[TEKS HALAMAN]
PLO menilai banyak kebijakan Israel yang merugikan Palestina.
CB,
JAKARTA -- Organisasi Pembebasan Palestina (PLO) tengah
mempertimbangkan definisi ulang hubungan dengan Israel. PLO menilai
Israel banyak melanggar perjanjian perdamaian yang telah disepakati.
"Kami
sedang mempelajari seruan Dewan Nasional Palestina (PNC) untuk
mendefinisikan hubungan Israel-Palestina dalam keamanan, ekonomi, dan
politik," kata Sekretaris Jenderal PLO Saeb Erekat seperti dikutip dari
laman
Xinhua, Kamis (5/7).
PNC dianggap badan legislatif tertinggi di PLO. Erekat
mengatakan, sudah waktunya bagi Netanyahu untuk memikul tanggung
jawabnya menduduki di Tepi Barat, Jalur Gaza dan Yerusalem. "Situasi
saat ini tidak berkelanjutan dan tidak akan berkelanjutan," katanya.

[BARIS DATA]
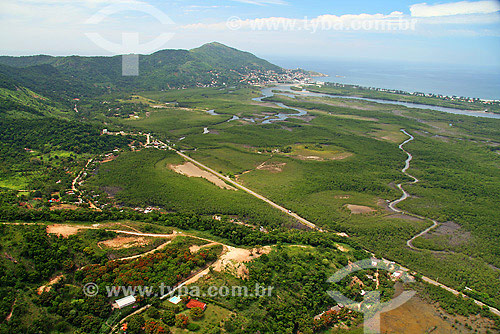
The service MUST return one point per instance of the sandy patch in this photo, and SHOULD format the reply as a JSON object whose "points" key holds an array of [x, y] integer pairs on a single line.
{"points": [[275, 167], [48, 286], [342, 248], [419, 316], [64, 207], [108, 159], [63, 230], [342, 196], [191, 170], [233, 260], [124, 242], [195, 248], [359, 209], [339, 156]]}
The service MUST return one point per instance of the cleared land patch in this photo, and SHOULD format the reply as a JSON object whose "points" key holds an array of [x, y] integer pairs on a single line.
{"points": [[359, 209], [191, 170], [63, 230], [124, 242], [272, 166], [317, 152]]}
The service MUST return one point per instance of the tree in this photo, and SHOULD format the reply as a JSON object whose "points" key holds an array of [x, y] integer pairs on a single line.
{"points": [[181, 321], [135, 324], [196, 313]]}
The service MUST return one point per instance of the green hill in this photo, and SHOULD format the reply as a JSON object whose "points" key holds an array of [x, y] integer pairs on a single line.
{"points": [[76, 76]]}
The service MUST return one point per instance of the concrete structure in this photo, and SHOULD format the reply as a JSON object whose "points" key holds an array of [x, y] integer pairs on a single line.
{"points": [[124, 302]]}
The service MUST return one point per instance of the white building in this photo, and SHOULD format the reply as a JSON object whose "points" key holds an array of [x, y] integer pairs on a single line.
{"points": [[124, 302]]}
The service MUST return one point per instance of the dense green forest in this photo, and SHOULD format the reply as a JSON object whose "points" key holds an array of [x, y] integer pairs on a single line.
{"points": [[342, 155]]}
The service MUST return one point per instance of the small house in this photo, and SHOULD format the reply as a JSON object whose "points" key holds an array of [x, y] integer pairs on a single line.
{"points": [[192, 303], [124, 302]]}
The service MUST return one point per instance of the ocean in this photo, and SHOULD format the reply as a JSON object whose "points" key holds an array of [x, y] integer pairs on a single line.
{"points": [[470, 81]]}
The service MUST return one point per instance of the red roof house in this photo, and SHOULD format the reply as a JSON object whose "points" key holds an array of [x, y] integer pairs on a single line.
{"points": [[192, 303]]}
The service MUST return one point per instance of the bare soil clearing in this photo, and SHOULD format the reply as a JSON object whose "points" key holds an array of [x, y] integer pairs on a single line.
{"points": [[191, 170], [64, 207], [64, 230], [419, 316], [195, 248], [233, 260], [272, 166], [121, 242], [359, 209], [48, 286]]}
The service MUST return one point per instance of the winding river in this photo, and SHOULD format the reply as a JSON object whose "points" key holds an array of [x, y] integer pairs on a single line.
{"points": [[405, 195], [285, 90], [268, 92]]}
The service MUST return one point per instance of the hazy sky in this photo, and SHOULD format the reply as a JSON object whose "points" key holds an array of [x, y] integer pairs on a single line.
{"points": [[466, 32]]}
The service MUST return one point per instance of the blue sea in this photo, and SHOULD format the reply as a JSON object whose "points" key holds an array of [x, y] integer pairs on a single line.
{"points": [[470, 81]]}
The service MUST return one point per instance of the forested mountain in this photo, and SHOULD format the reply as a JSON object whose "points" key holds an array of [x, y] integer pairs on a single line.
{"points": [[211, 64]]}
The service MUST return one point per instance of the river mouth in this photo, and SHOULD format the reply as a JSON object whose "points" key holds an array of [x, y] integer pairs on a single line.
{"points": [[287, 91]]}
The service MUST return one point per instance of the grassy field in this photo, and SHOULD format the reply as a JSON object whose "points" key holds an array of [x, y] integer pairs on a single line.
{"points": [[455, 157]]}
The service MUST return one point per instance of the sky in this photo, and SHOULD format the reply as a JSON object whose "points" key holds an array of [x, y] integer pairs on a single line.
{"points": [[444, 32]]}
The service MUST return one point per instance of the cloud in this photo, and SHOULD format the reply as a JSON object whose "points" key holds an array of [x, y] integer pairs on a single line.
{"points": [[263, 2], [455, 8], [349, 22]]}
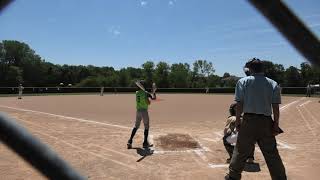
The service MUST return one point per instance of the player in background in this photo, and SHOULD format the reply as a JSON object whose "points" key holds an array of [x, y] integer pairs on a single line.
{"points": [[229, 130], [20, 88], [142, 102]]}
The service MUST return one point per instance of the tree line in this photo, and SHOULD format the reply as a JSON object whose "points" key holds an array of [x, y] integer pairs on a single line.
{"points": [[19, 64]]}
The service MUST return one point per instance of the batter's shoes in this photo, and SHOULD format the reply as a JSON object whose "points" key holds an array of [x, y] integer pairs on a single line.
{"points": [[250, 160], [147, 144], [129, 144]]}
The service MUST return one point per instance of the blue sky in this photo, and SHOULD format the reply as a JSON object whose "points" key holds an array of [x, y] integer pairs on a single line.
{"points": [[122, 33]]}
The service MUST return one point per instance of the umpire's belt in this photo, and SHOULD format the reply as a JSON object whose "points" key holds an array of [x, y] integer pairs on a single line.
{"points": [[254, 114]]}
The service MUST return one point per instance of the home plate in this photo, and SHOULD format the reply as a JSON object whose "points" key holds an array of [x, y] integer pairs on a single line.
{"points": [[218, 165]]}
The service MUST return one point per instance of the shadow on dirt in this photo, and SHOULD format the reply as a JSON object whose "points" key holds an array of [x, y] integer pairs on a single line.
{"points": [[252, 167], [144, 152]]}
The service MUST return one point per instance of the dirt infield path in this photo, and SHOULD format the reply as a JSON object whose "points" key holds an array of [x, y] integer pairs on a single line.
{"points": [[91, 132]]}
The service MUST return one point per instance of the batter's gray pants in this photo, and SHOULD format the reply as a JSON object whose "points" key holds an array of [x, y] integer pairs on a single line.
{"points": [[142, 115]]}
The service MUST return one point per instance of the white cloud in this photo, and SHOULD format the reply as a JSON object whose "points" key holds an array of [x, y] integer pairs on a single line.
{"points": [[114, 31], [143, 3], [172, 2]]}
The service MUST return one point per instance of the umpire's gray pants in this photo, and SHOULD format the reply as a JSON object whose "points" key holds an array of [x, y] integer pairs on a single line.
{"points": [[256, 128], [142, 114]]}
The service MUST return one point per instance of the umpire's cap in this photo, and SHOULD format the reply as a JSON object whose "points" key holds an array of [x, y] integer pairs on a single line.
{"points": [[232, 109]]}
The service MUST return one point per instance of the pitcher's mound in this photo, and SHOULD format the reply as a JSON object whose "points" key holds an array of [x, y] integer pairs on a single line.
{"points": [[176, 142]]}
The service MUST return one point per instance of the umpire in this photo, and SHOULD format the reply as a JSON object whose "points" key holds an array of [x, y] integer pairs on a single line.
{"points": [[255, 96]]}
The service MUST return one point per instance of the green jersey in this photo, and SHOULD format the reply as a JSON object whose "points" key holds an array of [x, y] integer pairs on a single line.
{"points": [[142, 100]]}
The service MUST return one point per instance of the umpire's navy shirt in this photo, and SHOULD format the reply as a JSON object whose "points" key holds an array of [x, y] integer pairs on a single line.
{"points": [[257, 93]]}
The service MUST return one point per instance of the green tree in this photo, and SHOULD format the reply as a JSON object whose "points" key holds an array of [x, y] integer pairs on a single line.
{"points": [[202, 69], [161, 74], [14, 76], [124, 79], [148, 69], [179, 76], [293, 77], [274, 71]]}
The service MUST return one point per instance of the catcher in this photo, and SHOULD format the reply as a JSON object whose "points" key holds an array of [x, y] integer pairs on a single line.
{"points": [[230, 130], [142, 102]]}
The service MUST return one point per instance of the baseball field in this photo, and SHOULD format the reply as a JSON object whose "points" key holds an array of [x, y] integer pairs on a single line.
{"points": [[91, 132]]}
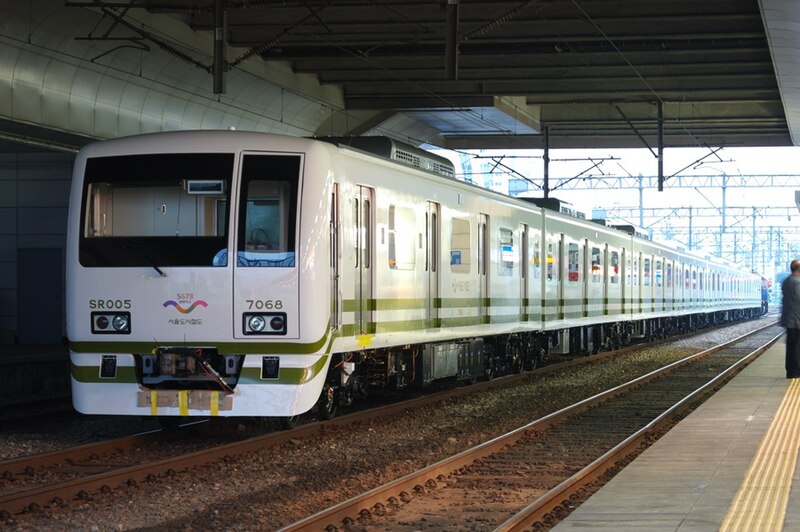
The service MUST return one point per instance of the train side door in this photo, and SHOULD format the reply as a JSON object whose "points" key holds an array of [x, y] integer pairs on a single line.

[INSTRUKSI KERJA]
a) Jawab pertanyaan berikut berdasarkan berita PLO di atas:
(i) Apa yang menurut PLO banyak dilanggar oleh Israel?
(ii) Siapa Sekretaris Jenderal PLO?
(iii) Badan apa yang dianggap sebagai badan legislatif tertinggi di PLO?
b) Salin bagian berita PLO di atas di antara "PLO menilai banyak" dan "yang telah disepakati.", termasuk kedua batas tersebut, tanpa perubahan apa pun.

[JAWABAN TIAP TUGAS]
a)
(i) Perjanjian perdamaian yang telah disepakati.
(ii) Saeb Erekat.
(iii) Dewan Nasional Palestina (PNC).

b)
PLO menilai banyak kebijakan Israel yang merugikan Palestina.
CB,
JAKARTA -- Organisasi Pembebasan Palestina (PLO) tengah
mempertimbangkan definisi ulang hubungan dengan Israel. PLO menilai
Israel banyak melanggar perjanjian perdamaian yang telah disepakati.